» **INSTRUCTIONS FOR THE TASK**: The answer is an exact repetition of every entry, with all images left out.

» **MATERIAL SUPPLIED**:
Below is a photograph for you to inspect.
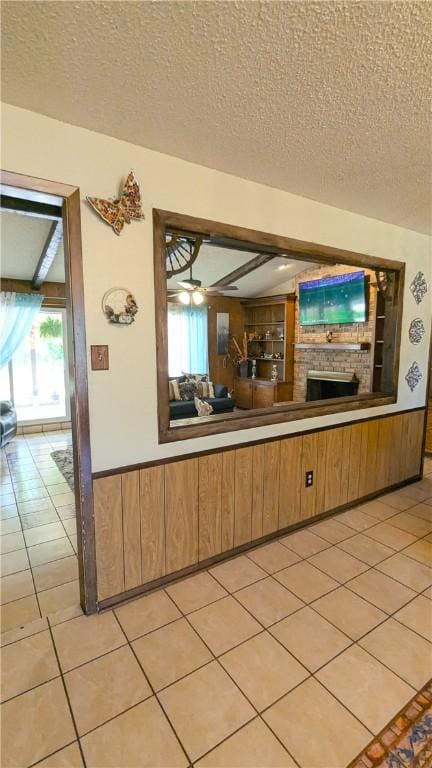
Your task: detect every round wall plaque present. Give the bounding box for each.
[102,288,138,324]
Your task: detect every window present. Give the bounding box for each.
[0,308,70,423]
[168,304,208,377]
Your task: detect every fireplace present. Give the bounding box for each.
[306,370,359,401]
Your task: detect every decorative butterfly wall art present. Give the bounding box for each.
[86,171,144,235]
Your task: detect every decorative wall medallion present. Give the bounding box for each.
[405,361,422,392]
[87,171,144,235]
[102,288,138,324]
[409,271,428,304]
[408,318,425,345]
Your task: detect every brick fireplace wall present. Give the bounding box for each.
[293,264,376,401]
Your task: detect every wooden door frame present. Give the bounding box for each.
[1,170,97,614]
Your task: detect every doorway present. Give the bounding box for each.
[0,171,95,632]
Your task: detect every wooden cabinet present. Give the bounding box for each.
[235,377,253,409]
[242,294,295,389]
[235,377,292,409]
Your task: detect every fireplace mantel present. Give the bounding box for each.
[294,342,370,351]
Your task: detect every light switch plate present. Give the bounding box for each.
[91,345,109,371]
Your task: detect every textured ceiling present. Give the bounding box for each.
[1,212,65,282]
[2,1,431,234]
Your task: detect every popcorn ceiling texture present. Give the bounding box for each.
[2,1,431,234]
[293,264,376,401]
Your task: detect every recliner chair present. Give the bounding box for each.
[0,401,17,447]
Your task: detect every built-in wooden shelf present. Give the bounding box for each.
[294,342,370,351]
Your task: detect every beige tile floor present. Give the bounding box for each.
[1,455,432,767]
[0,430,79,632]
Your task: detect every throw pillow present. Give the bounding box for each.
[198,380,215,399]
[179,381,198,401]
[194,397,214,417]
[170,379,181,401]
[183,373,208,383]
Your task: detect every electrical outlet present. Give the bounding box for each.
[305,470,313,488]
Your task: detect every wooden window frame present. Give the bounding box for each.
[1,170,97,613]
[154,209,405,444]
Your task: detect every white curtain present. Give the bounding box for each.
[0,292,44,369]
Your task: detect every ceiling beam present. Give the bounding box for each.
[0,194,62,220]
[31,220,63,289]
[211,253,276,287]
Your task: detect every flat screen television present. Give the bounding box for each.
[299,271,367,326]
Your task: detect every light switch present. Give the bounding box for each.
[91,345,109,370]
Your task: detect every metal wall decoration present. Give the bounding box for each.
[405,361,422,392]
[408,318,425,346]
[102,288,138,324]
[87,171,144,235]
[409,271,428,305]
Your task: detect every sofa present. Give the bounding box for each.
[170,383,236,420]
[0,401,17,447]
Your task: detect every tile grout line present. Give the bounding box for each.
[46,621,88,768]
[110,609,194,768]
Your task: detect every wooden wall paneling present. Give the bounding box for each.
[165,459,199,573]
[121,471,142,591]
[234,447,253,546]
[262,441,280,535]
[198,454,223,560]
[388,415,403,485]
[251,444,265,540]
[279,436,302,526]
[300,431,327,519]
[347,423,363,502]
[400,410,424,479]
[375,416,393,490]
[207,296,245,391]
[359,419,379,497]
[324,427,350,511]
[221,450,236,551]
[140,466,165,583]
[93,476,124,600]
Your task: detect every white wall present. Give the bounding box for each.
[2,104,431,472]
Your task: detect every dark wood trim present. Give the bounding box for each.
[97,471,421,611]
[210,253,275,287]
[62,189,97,615]
[161,393,396,443]
[0,193,62,220]
[92,405,425,479]
[0,277,66,299]
[1,170,97,615]
[156,209,404,272]
[420,322,432,474]
[32,220,63,289]
[154,209,405,444]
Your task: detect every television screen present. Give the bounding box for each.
[299,271,367,326]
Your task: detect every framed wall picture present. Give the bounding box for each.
[216,312,229,355]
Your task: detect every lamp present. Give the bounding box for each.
[192,290,204,305]
[179,291,191,305]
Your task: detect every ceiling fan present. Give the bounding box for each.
[168,265,238,305]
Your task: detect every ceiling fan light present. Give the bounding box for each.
[179,291,191,305]
[192,290,204,305]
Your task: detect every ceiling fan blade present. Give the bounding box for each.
[178,279,202,289]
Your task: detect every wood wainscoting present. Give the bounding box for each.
[93,409,424,608]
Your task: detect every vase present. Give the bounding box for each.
[239,360,249,378]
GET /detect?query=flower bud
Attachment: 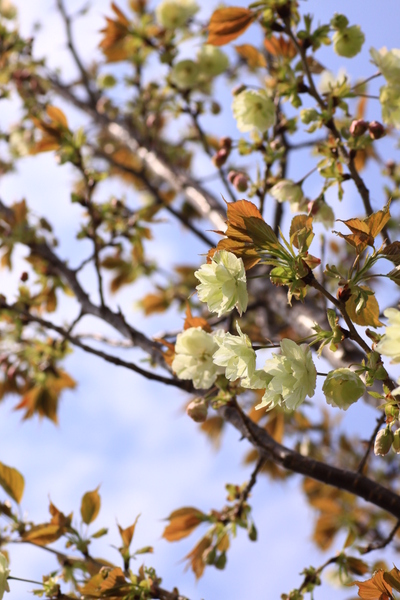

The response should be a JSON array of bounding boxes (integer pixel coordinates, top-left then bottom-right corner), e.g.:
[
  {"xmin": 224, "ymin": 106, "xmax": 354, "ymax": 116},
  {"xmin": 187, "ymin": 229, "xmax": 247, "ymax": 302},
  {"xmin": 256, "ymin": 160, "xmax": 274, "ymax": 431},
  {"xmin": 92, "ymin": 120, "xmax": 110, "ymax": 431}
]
[
  {"xmin": 0, "ymin": 0, "xmax": 17, "ymax": 19},
  {"xmin": 212, "ymin": 148, "xmax": 229, "ymax": 168},
  {"xmin": 349, "ymin": 119, "xmax": 368, "ymax": 137},
  {"xmin": 300, "ymin": 108, "xmax": 319, "ymax": 124},
  {"xmin": 330, "ymin": 13, "xmax": 349, "ymax": 30},
  {"xmin": 374, "ymin": 428, "xmax": 394, "ymax": 456},
  {"xmin": 369, "ymin": 120, "xmax": 386, "ymax": 140},
  {"xmin": 233, "ymin": 174, "xmax": 249, "ymax": 192},
  {"xmin": 219, "ymin": 137, "xmax": 232, "ymax": 150},
  {"xmin": 170, "ymin": 60, "xmax": 199, "ymax": 89},
  {"xmin": 393, "ymin": 429, "xmax": 400, "ymax": 453},
  {"xmin": 186, "ymin": 398, "xmax": 208, "ymax": 422},
  {"xmin": 156, "ymin": 0, "xmax": 199, "ymax": 29},
  {"xmin": 227, "ymin": 170, "xmax": 237, "ymax": 184},
  {"xmin": 337, "ymin": 285, "xmax": 352, "ymax": 303},
  {"xmin": 323, "ymin": 368, "xmax": 365, "ymax": 410},
  {"xmin": 197, "ymin": 45, "xmax": 229, "ymax": 77},
  {"xmin": 333, "ymin": 25, "xmax": 365, "ymax": 58}
]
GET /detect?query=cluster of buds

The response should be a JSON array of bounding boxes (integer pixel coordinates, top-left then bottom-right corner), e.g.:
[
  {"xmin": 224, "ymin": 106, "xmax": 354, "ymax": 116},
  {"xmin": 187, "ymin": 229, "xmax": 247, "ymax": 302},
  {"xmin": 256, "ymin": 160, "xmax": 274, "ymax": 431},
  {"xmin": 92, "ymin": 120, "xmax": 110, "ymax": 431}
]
[
  {"xmin": 349, "ymin": 118, "xmax": 386, "ymax": 140},
  {"xmin": 212, "ymin": 136, "xmax": 232, "ymax": 168},
  {"xmin": 228, "ymin": 170, "xmax": 249, "ymax": 192}
]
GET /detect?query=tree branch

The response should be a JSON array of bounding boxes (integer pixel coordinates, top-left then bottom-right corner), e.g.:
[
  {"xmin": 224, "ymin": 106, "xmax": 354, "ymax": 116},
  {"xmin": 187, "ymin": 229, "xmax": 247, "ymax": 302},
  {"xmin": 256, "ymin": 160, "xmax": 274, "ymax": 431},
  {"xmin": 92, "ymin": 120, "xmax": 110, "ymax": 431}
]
[
  {"xmin": 45, "ymin": 75, "xmax": 227, "ymax": 232},
  {"xmin": 220, "ymin": 401, "xmax": 400, "ymax": 520}
]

» **RESPONSE**:
Below is a photograph for you to inspect.
Your task: detect every round wall plaque present. Give the bounding box for each.
[102,288,138,324]
Your task: detect every window present. Give the bounding box for each.
[0,308,70,423]
[168,304,208,377]
Your task: detect every fireplace present. Give the bounding box for each.
[306,370,359,401]
Your task: detect every decorative butterfly wall art present. Give the bounding box for each.
[86,171,144,235]
Your task: detect every decorative wall medallion present. Give the bounding box for each.
[405,361,422,392]
[87,171,144,235]
[102,288,138,324]
[409,271,428,304]
[408,318,425,345]
Your task: detect every brick fireplace wall present. Give the bounding box for each.
[293,264,376,401]
Your task: detect every wooden door frame present. Give the bounding box for each.
[1,170,97,614]
Your task: detect every doorway present. Give the bounding box for each.
[0,171,95,632]
Your task: detect every wooden cabinet present. Give the bounding box for each.
[235,377,253,409]
[242,294,295,389]
[235,377,292,409]
Your task: detect every fireplace mantel present. Give the bounding box for each.
[294,342,370,351]
Your task: detect every light switch plate present. Give the bounding box for each.
[91,345,109,371]
Your task: detect every textured ceiling present. Give the bounding box for each.
[1,212,65,282]
[2,1,431,234]
Your task: detect every popcorn ceiling texture present. Give the bounding box for each.
[2,1,431,234]
[293,264,376,401]
Your task: detect every recliner chair present. Give the bounding box for each.
[0,401,17,447]
Your task: detect every built-in wooden shelf present. Give the bounding box for each.
[294,342,370,351]
Your task: detect every beige tile floor present. Give the bounding box for each.
[1,455,432,767]
[0,430,79,632]
Your task: detect every throw pillow present. Give the bounding box for each.
[198,380,215,399]
[179,381,198,401]
[194,397,214,417]
[170,379,181,401]
[183,373,208,383]
Your task: detect every electrical outlet present. Give the bounding box for each.
[305,470,313,488]
Your task: detect every wooden window frame present. Give the bounding box for each.
[1,170,97,613]
[154,209,405,444]
Your task: detect every white curtain present. Give the bounding box for each.
[0,292,44,369]
Your task: detect every ceiling beam present. Give the bounding box for each.
[0,194,62,220]
[31,220,63,289]
[211,253,276,287]
Your task: detect every flat screen television present. Give the bounding box for each.
[299,271,367,326]
Your task: detect every light switch present. Give the bounding box for each.
[91,345,109,370]
Your task: detect every metal wall decoration present. Give the bounding box for each.
[405,361,422,392]
[408,318,425,346]
[102,288,138,324]
[87,171,144,235]
[409,271,428,305]
Your task: detect every sofa present. Give the bounding box for each.
[170,383,236,420]
[0,401,17,447]
Your task: detect every tile grout line present. Give the bounding box for each.
[46,621,88,768]
[110,609,194,768]
Your task: detect every wooden wall paneling present. Give the bounding box for each.
[165,459,199,573]
[121,471,142,591]
[234,447,253,546]
[262,441,280,535]
[198,454,223,560]
[388,415,403,485]
[251,444,265,540]
[279,436,302,526]
[300,431,327,519]
[347,423,363,502]
[400,410,424,479]
[375,416,393,490]
[207,296,245,391]
[359,419,379,497]
[324,427,350,511]
[221,450,236,551]
[140,466,165,583]
[93,476,124,600]
Your task: detect every white wall present. Give the bounding box for each.
[2,104,431,472]
Your task: detect every dark wood trim present. Give the bounding box for each.
[97,471,421,611]
[210,253,275,287]
[62,189,97,615]
[161,393,396,443]
[0,193,62,220]
[92,405,425,479]
[0,277,66,299]
[1,170,97,615]
[156,209,404,272]
[420,322,432,474]
[32,220,63,289]
[154,209,405,444]
Your task: detect every television screen present. Give the bounding box for each.
[299,271,367,326]
Your task: detect every framed wall picture present. Give the bounding box for each.
[216,312,229,355]
Your task: detect every lamp present. Give the bounding box for each.
[192,290,204,305]
[179,291,191,305]
Your task: detect every ceiling fan present. Give the bounding box for each.
[168,265,238,305]
Your task: detect every ceiling fan light present. Give the bounding box for each.
[179,291,191,305]
[192,290,204,305]
Your task: detect every ceiling fan blade present. Give the bounding box for each.
[178,279,202,289]
Your task: detect every wood wainscoting present. Give the bounding box for each.
[93,409,424,608]
Your task: detect every vase present. Give the bounding box for each.
[239,360,249,378]
GET /detect?query=flower bud
Attachment: 

The response should be a JSON array of bounding boxes (integer pixel coordinates, top-left then bottom-right corner), e.g.:
[
  {"xmin": 224, "ymin": 106, "xmax": 354, "ymax": 116},
  {"xmin": 187, "ymin": 229, "xmax": 247, "ymax": 302},
  {"xmin": 256, "ymin": 160, "xmax": 274, "ymax": 431},
  {"xmin": 92, "ymin": 120, "xmax": 110, "ymax": 431}
]
[
  {"xmin": 0, "ymin": 0, "xmax": 17, "ymax": 19},
  {"xmin": 212, "ymin": 148, "xmax": 229, "ymax": 168},
  {"xmin": 349, "ymin": 119, "xmax": 368, "ymax": 137},
  {"xmin": 300, "ymin": 108, "xmax": 319, "ymax": 124},
  {"xmin": 330, "ymin": 13, "xmax": 349, "ymax": 30},
  {"xmin": 374, "ymin": 428, "xmax": 394, "ymax": 456},
  {"xmin": 369, "ymin": 120, "xmax": 386, "ymax": 140},
  {"xmin": 233, "ymin": 174, "xmax": 249, "ymax": 192},
  {"xmin": 219, "ymin": 137, "xmax": 232, "ymax": 150},
  {"xmin": 170, "ymin": 60, "xmax": 199, "ymax": 89},
  {"xmin": 393, "ymin": 429, "xmax": 400, "ymax": 453},
  {"xmin": 186, "ymin": 398, "xmax": 208, "ymax": 422},
  {"xmin": 156, "ymin": 0, "xmax": 199, "ymax": 29},
  {"xmin": 227, "ymin": 170, "xmax": 237, "ymax": 184},
  {"xmin": 337, "ymin": 285, "xmax": 352, "ymax": 303},
  {"xmin": 323, "ymin": 368, "xmax": 365, "ymax": 410},
  {"xmin": 197, "ymin": 45, "xmax": 229, "ymax": 77},
  {"xmin": 333, "ymin": 25, "xmax": 365, "ymax": 58}
]
GET /detect?query=cluster of buds

The response should be a JSON array of bounding boxes (integer pixel coordinates, top-left then bottom-right corner), e.g.:
[
  {"xmin": 224, "ymin": 106, "xmax": 354, "ymax": 116},
  {"xmin": 187, "ymin": 229, "xmax": 247, "ymax": 302},
  {"xmin": 256, "ymin": 160, "xmax": 274, "ymax": 431},
  {"xmin": 92, "ymin": 120, "xmax": 110, "ymax": 431}
]
[
  {"xmin": 349, "ymin": 118, "xmax": 386, "ymax": 140},
  {"xmin": 212, "ymin": 136, "xmax": 232, "ymax": 168},
  {"xmin": 228, "ymin": 170, "xmax": 249, "ymax": 192}
]
GET /detect?query=tree branch

The response should be a JSON array of bounding boxes (integer pixel coordinates, top-left then bottom-right corner), e.g.:
[
  {"xmin": 224, "ymin": 106, "xmax": 354, "ymax": 116},
  {"xmin": 187, "ymin": 229, "xmax": 247, "ymax": 302},
  {"xmin": 256, "ymin": 160, "xmax": 274, "ymax": 431},
  {"xmin": 92, "ymin": 120, "xmax": 110, "ymax": 431}
]
[
  {"xmin": 45, "ymin": 75, "xmax": 227, "ymax": 232},
  {"xmin": 220, "ymin": 401, "xmax": 400, "ymax": 520}
]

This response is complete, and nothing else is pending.